## Required tasks
• 1. Please reproduce the part of the Hurricane Andrew article starting at "Mr. DiPasquale is" and ending at "and income inequality.".
• 2. In the Hurricane Andrew article, what do many residents call Andrew?

More Than Bricks, Mortar Needed

REBUILDING AFTER ANDREW

JUST before fleeing the oncoming hurricane, Bill and Pat Timmeny snapped photos of their home. Sitting in his living room, which now looks like a construction site, Mr. Timmeny pulls out those photos.

"You know, this was a beautiful place," he says of the green, suburban snapshots in front of him. "This won't come back. [But] I think it will probably be a better place."

This block of Miami's SW 91st Avenue faces its toughest challenge ever. After cleaning up, how will it rebuild? Can it reconstruct the old? Or should it build something new and better? All of southern Dade County faces these questions.

Mabel Gilley and her husband own the corner home on SW 91st Avenue. On Sunday, she attended services nearby at her badly damaged Baptist church.

"The church administrator said: `We have not lost our church. We lost our building,' " she says. "I think that's what all the people think. And I think it will make people less concerned about the material."

The other day she found purple flowers growing from a heap of debris in her yard.

Like the Gilleys, Chuck DiPasquale plans to rebuild. This is his first day off after a week of 12- and 15-hour days shuttling supplies to county relief workers. "A lot of the neighbors are pulling together," he says.

Mr. DiPasquale is soon joined by neighbors Jim Gray, a nuclear technician in a hospital closed down by the hurricane, and Cecil Duncan, an elderly Jamaican known as "Pepe." All three men greet Timmeny, who walks toward them carrying a dish of baked beans.

"This was a close block to begin with," Mr. Gray says. "We all knew each other."

It takes more than bricks and mortar to reassemble communities. This block of Miami is already well on its way.

Disasters rip the tops off communities and allow the sun to shine on hidden places. Strong neighborhoods, like this one, stand out. So do weak ones. Disasters focus attention on human generosity and also on racial and income inequality.

Many residents here call Andrew "the Great Leveler." But it is not, says Robert Bolin, a sociology professor at New Mexico State University and author of several books on disaster recovery. As a rule, people with means recover faster than those without.

`ALL a disaster does is reveal long-term needs," says Tony Oliver-Smith, an anthropology professor at the University of Florida.

If Dade County wants to build a community that will address those needs, experts say it needs to seize the moment.

"The time is now. Right in the heart of it," says Bernie Mazyck, program director for the neighborhood grants program of the Trident Community Foundation in Charleston, S.C.

When Hurricane Hugo hit Charleston in 1989, groups formed to handle everything from reconstruction to replanting. Mr. Mazyck says neighborhood groups there are stronger as a result of that disaster.

## Raw data
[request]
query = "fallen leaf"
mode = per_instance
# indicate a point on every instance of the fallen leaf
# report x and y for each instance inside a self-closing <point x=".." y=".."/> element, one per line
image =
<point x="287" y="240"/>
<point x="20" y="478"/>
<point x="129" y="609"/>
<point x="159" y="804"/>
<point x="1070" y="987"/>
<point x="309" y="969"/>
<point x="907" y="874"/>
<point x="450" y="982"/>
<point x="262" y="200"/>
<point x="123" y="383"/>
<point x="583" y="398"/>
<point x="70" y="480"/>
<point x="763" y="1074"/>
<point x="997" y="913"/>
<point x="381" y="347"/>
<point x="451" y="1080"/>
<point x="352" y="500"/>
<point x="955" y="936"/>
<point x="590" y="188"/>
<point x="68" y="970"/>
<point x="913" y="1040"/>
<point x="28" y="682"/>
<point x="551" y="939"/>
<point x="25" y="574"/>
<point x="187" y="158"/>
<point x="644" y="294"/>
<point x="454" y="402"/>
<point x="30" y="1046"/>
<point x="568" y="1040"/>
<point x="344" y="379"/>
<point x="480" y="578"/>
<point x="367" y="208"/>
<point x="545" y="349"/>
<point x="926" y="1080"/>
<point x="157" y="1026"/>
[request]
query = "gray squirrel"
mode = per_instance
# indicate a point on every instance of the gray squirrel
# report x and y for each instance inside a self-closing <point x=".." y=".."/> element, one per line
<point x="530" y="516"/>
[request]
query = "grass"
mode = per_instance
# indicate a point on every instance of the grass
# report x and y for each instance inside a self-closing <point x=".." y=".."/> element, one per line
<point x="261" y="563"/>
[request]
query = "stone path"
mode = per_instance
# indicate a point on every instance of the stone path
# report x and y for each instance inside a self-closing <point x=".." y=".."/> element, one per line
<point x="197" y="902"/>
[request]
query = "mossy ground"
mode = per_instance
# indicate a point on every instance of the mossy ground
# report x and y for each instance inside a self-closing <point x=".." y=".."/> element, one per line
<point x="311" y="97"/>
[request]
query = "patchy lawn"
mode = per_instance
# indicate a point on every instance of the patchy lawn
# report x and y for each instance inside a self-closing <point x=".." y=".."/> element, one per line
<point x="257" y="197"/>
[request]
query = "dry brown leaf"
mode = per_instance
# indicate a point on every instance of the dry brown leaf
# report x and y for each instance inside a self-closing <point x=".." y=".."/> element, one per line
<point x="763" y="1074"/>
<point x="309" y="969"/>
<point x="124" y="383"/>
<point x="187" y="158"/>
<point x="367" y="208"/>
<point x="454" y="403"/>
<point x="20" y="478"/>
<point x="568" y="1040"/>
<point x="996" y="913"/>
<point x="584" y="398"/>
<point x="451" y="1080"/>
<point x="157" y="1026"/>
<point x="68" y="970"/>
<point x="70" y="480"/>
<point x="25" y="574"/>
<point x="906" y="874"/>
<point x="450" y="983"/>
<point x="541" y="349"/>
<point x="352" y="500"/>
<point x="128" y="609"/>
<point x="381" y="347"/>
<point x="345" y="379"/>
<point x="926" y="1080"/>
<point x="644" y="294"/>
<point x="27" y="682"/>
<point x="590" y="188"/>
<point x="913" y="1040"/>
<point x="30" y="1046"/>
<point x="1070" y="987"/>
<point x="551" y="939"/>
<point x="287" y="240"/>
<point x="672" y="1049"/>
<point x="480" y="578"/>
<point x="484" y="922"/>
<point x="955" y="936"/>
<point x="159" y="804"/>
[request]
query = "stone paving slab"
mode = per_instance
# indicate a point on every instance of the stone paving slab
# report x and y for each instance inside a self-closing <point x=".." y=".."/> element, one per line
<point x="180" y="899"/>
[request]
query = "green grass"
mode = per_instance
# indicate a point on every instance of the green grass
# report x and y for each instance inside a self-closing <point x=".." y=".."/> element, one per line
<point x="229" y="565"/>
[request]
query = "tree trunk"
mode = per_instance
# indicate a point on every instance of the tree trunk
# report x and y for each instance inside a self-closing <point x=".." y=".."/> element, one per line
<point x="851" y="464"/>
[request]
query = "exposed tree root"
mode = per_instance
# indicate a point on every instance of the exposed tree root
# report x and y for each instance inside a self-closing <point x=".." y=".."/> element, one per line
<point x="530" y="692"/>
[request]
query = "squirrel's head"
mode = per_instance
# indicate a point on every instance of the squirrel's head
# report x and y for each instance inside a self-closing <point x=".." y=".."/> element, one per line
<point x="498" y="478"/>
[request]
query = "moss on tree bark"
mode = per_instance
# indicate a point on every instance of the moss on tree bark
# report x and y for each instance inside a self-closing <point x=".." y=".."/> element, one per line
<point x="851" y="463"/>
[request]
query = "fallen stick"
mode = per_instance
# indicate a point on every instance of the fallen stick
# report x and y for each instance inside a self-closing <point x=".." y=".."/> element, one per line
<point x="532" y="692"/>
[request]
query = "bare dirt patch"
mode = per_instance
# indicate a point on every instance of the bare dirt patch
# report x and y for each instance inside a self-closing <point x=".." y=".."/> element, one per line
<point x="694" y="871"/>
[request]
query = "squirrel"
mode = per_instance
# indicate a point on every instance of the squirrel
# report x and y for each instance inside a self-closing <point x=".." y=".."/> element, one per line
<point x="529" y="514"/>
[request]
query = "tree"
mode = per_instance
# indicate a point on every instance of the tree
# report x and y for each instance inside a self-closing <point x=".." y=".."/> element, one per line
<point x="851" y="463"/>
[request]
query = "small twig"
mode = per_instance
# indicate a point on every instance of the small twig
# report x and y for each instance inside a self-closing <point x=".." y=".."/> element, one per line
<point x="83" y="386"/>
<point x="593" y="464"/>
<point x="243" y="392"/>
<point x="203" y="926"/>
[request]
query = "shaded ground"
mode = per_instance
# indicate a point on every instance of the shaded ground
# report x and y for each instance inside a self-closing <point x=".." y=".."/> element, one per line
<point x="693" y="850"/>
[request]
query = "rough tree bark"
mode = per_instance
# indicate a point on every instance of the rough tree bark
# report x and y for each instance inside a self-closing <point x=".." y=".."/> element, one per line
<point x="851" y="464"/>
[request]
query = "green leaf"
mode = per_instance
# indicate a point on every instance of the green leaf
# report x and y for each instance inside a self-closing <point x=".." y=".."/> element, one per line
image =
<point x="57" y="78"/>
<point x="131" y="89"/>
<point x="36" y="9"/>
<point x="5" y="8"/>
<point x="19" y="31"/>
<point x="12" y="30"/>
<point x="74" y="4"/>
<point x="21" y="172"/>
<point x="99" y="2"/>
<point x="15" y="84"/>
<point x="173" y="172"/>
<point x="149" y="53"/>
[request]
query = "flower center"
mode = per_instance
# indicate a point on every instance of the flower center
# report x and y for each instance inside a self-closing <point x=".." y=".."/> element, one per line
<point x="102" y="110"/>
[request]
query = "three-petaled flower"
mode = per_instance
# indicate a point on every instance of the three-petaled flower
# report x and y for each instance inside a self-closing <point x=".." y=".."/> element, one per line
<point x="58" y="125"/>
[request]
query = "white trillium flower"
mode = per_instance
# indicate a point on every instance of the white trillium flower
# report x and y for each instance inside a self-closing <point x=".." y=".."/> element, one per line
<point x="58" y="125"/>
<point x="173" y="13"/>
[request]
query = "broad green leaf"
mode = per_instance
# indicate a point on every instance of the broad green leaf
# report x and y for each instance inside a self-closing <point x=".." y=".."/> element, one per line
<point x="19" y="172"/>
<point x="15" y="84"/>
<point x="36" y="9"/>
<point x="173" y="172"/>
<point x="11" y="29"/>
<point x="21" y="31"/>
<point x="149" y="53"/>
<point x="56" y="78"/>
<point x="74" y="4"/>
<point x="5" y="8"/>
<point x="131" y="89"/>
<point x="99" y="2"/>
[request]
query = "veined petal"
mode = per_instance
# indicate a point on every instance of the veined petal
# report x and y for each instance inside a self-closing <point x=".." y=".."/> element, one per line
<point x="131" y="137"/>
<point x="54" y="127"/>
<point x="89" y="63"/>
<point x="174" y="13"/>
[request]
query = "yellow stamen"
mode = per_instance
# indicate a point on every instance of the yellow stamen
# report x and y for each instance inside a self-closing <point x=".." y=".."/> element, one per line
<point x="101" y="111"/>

## Solution list
• 1.
Mr. DiPasquale is soon joined by neighbors Jim Gray, a nuclear technician in a hospital closed down by the hurricane, and Cecil Duncan, an elderly Jamaican known as "Pepe." All three men greet Timmeny, who walks toward them carrying a dish of baked beans.

"This was a close block to begin with," Mr. Gray says. "We all knew each other."

It takes more than bricks and mortar to reassemble communities. This block of Miami is already well on its way.

Disasters rip the tops off communities and allow the sun to shine on hidden places. Strong neighborhoods, like this one, stand out. So do weak ones. Disasters focus attention on human generosity and also on racial and income inequality.

• 2. They call it "the Great Leveler."